--- START DATASET ENTRIES ---
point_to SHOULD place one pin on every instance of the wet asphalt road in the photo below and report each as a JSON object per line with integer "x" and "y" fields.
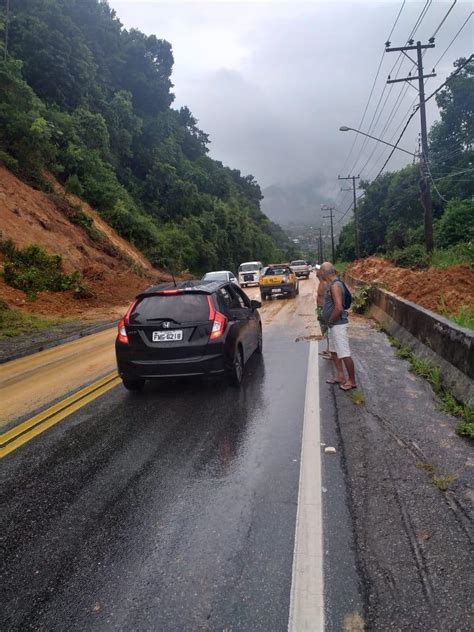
{"x": 169, "y": 510}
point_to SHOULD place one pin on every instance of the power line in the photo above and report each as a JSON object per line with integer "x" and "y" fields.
{"x": 453, "y": 74}
{"x": 451, "y": 175}
{"x": 454, "y": 39}
{"x": 373, "y": 84}
{"x": 418, "y": 22}
{"x": 444, "y": 19}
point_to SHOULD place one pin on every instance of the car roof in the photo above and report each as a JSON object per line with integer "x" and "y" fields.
{"x": 193, "y": 287}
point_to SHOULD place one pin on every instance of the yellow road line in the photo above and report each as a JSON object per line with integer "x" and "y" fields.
{"x": 24, "y": 432}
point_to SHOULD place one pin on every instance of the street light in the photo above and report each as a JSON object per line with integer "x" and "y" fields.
{"x": 344, "y": 128}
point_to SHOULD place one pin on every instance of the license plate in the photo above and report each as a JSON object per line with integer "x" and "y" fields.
{"x": 167, "y": 336}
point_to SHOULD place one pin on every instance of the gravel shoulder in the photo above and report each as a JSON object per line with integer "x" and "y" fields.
{"x": 413, "y": 540}
{"x": 39, "y": 340}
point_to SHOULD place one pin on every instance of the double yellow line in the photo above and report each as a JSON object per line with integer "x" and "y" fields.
{"x": 24, "y": 432}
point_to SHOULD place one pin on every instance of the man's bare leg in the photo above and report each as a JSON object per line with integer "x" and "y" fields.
{"x": 349, "y": 364}
{"x": 340, "y": 378}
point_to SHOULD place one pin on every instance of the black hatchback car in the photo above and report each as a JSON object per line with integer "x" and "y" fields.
{"x": 191, "y": 328}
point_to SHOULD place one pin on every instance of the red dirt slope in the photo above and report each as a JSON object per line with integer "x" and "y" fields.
{"x": 440, "y": 290}
{"x": 109, "y": 267}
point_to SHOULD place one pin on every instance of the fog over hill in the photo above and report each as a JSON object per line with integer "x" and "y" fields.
{"x": 297, "y": 203}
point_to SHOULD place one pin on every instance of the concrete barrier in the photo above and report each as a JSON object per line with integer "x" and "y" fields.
{"x": 430, "y": 335}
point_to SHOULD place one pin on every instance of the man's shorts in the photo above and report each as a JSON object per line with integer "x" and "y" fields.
{"x": 339, "y": 341}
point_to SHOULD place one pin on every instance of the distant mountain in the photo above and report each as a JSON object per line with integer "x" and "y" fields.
{"x": 295, "y": 203}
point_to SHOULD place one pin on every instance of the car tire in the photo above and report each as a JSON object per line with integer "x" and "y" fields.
{"x": 237, "y": 370}
{"x": 133, "y": 385}
{"x": 259, "y": 348}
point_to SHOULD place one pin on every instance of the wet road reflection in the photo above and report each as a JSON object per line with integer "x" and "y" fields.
{"x": 173, "y": 509}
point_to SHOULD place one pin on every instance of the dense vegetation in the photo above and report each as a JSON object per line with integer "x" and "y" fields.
{"x": 391, "y": 214}
{"x": 90, "y": 102}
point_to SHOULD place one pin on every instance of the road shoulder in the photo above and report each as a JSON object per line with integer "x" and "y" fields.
{"x": 412, "y": 537}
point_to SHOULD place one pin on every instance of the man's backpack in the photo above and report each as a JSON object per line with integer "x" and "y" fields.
{"x": 347, "y": 296}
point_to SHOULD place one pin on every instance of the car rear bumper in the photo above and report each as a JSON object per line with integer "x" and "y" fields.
{"x": 182, "y": 367}
{"x": 280, "y": 288}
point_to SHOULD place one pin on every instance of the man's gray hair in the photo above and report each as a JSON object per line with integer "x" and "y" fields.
{"x": 328, "y": 268}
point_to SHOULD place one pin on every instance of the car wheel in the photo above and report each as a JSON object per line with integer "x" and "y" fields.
{"x": 237, "y": 370}
{"x": 133, "y": 385}
{"x": 260, "y": 340}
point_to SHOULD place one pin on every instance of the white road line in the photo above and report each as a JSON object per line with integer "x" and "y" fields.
{"x": 307, "y": 598}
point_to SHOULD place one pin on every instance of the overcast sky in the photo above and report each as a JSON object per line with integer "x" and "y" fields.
{"x": 271, "y": 82}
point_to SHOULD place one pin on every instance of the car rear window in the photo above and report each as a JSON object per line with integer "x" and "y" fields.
{"x": 276, "y": 271}
{"x": 180, "y": 308}
{"x": 215, "y": 276}
{"x": 248, "y": 267}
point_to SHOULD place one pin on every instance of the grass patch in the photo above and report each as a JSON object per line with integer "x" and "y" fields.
{"x": 362, "y": 299}
{"x": 341, "y": 266}
{"x": 404, "y": 353}
{"x": 464, "y": 317}
{"x": 447, "y": 402}
{"x": 33, "y": 270}
{"x": 426, "y": 466}
{"x": 379, "y": 327}
{"x": 14, "y": 323}
{"x": 441, "y": 481}
{"x": 456, "y": 255}
{"x": 358, "y": 398}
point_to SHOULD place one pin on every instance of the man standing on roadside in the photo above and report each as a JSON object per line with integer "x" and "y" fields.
{"x": 319, "y": 310}
{"x": 336, "y": 319}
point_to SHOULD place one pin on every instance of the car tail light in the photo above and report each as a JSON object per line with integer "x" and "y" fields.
{"x": 122, "y": 335}
{"x": 219, "y": 321}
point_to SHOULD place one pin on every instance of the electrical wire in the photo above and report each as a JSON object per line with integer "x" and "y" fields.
{"x": 453, "y": 40}
{"x": 373, "y": 84}
{"x": 456, "y": 72}
{"x": 443, "y": 20}
{"x": 401, "y": 57}
{"x": 451, "y": 175}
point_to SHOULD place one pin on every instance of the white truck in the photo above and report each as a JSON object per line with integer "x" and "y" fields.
{"x": 250, "y": 273}
{"x": 301, "y": 268}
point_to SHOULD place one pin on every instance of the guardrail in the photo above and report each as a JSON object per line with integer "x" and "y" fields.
{"x": 430, "y": 335}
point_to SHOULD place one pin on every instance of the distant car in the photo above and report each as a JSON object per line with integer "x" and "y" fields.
{"x": 301, "y": 268}
{"x": 279, "y": 279}
{"x": 250, "y": 273}
{"x": 221, "y": 275}
{"x": 191, "y": 328}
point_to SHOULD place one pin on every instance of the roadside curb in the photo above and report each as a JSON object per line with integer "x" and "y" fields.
{"x": 56, "y": 342}
{"x": 430, "y": 335}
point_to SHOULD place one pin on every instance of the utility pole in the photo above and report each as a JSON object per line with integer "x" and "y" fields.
{"x": 356, "y": 223}
{"x": 330, "y": 210}
{"x": 425, "y": 188}
{"x": 7, "y": 22}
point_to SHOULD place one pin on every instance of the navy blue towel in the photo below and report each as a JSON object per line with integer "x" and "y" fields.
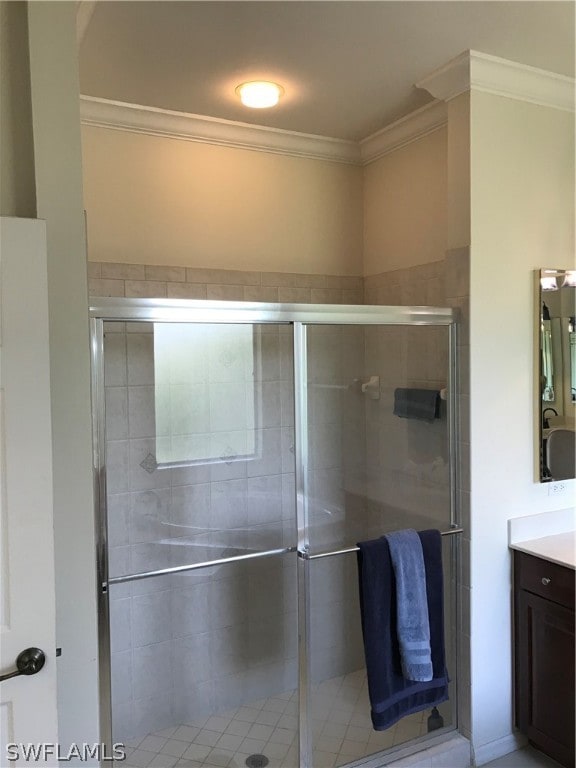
{"x": 392, "y": 697}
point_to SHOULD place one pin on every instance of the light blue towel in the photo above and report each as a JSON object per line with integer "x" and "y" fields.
{"x": 413, "y": 627}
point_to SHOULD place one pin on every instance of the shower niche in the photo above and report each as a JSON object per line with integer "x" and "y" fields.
{"x": 241, "y": 452}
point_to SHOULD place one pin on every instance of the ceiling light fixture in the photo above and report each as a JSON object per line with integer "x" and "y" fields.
{"x": 259, "y": 94}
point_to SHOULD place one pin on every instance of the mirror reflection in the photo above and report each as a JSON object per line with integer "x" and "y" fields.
{"x": 557, "y": 381}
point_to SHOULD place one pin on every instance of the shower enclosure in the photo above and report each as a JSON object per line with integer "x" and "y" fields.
{"x": 241, "y": 451}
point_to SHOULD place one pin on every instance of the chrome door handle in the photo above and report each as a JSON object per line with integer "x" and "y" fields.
{"x": 28, "y": 662}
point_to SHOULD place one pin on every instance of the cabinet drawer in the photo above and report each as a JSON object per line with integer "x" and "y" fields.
{"x": 541, "y": 577}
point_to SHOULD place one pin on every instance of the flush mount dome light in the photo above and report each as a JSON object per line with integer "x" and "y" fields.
{"x": 259, "y": 94}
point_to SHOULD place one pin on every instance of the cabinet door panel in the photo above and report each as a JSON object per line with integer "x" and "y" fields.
{"x": 545, "y": 675}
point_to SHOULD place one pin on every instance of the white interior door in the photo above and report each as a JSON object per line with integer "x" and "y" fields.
{"x": 27, "y": 604}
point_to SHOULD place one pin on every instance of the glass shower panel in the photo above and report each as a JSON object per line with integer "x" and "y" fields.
{"x": 200, "y": 468}
{"x": 370, "y": 472}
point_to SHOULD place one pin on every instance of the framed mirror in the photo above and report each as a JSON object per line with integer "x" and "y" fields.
{"x": 556, "y": 382}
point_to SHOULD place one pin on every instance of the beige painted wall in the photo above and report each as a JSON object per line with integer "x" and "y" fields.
{"x": 522, "y": 192}
{"x": 17, "y": 194}
{"x": 405, "y": 206}
{"x": 152, "y": 200}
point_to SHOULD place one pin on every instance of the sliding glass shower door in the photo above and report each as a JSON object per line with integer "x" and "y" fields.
{"x": 369, "y": 471}
{"x": 242, "y": 451}
{"x": 200, "y": 525}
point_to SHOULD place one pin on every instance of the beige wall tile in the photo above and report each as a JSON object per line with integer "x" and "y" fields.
{"x": 260, "y": 293}
{"x": 94, "y": 269}
{"x": 344, "y": 282}
{"x": 145, "y": 289}
{"x": 294, "y": 295}
{"x": 123, "y": 271}
{"x": 225, "y": 292}
{"x": 435, "y": 295}
{"x": 458, "y": 272}
{"x": 293, "y": 280}
{"x": 100, "y": 287}
{"x": 185, "y": 291}
{"x": 222, "y": 276}
{"x": 168, "y": 274}
{"x": 413, "y": 291}
{"x": 326, "y": 296}
{"x": 353, "y": 296}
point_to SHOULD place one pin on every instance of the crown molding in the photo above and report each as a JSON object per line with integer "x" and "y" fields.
{"x": 134, "y": 118}
{"x": 166, "y": 123}
{"x": 410, "y": 128}
{"x": 501, "y": 77}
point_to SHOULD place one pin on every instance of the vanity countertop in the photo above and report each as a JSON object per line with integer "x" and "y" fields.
{"x": 559, "y": 548}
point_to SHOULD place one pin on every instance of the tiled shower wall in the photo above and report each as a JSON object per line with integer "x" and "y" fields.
{"x": 203, "y": 642}
{"x": 336, "y": 411}
{"x": 446, "y": 284}
{"x": 143, "y": 281}
{"x": 194, "y": 643}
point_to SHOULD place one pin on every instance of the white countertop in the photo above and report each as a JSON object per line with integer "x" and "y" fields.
{"x": 559, "y": 548}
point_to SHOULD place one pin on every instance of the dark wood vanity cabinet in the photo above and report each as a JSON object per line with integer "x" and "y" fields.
{"x": 544, "y": 655}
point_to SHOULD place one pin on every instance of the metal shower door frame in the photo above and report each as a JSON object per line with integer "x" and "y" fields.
{"x": 299, "y": 316}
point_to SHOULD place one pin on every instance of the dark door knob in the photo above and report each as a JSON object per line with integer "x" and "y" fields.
{"x": 28, "y": 662}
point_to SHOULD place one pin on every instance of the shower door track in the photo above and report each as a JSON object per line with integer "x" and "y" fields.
{"x": 318, "y": 555}
{"x": 196, "y": 566}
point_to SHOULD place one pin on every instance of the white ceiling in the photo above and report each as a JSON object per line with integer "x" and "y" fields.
{"x": 348, "y": 68}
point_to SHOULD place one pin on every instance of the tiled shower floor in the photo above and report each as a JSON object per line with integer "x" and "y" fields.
{"x": 342, "y": 732}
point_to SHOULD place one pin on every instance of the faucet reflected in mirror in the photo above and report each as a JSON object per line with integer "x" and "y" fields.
{"x": 555, "y": 312}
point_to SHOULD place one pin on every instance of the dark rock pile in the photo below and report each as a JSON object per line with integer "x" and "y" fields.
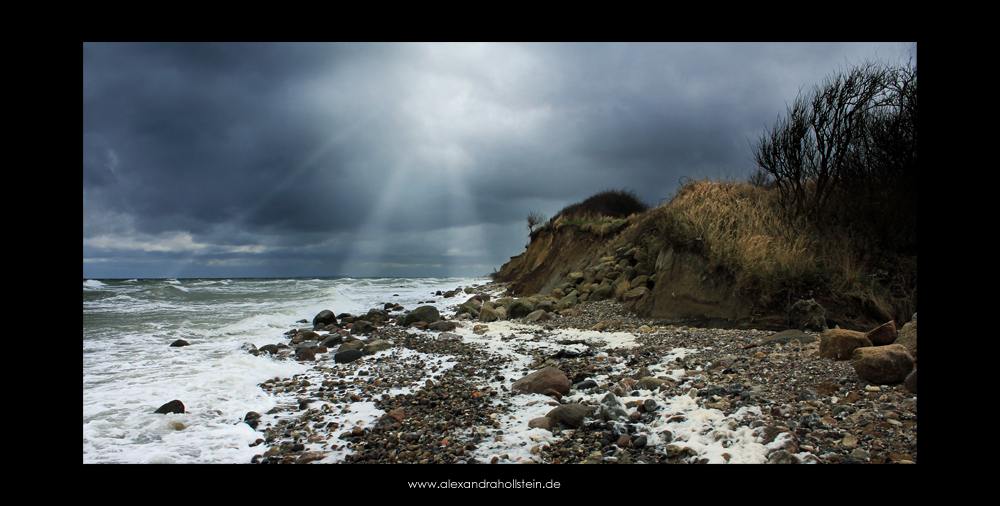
--- END DATASET ENTRIES ---
_SHORT EXERCISE_.
Count the lines above that contain the word "shoulder", and give only the number.

_IN RESPONSE_.
2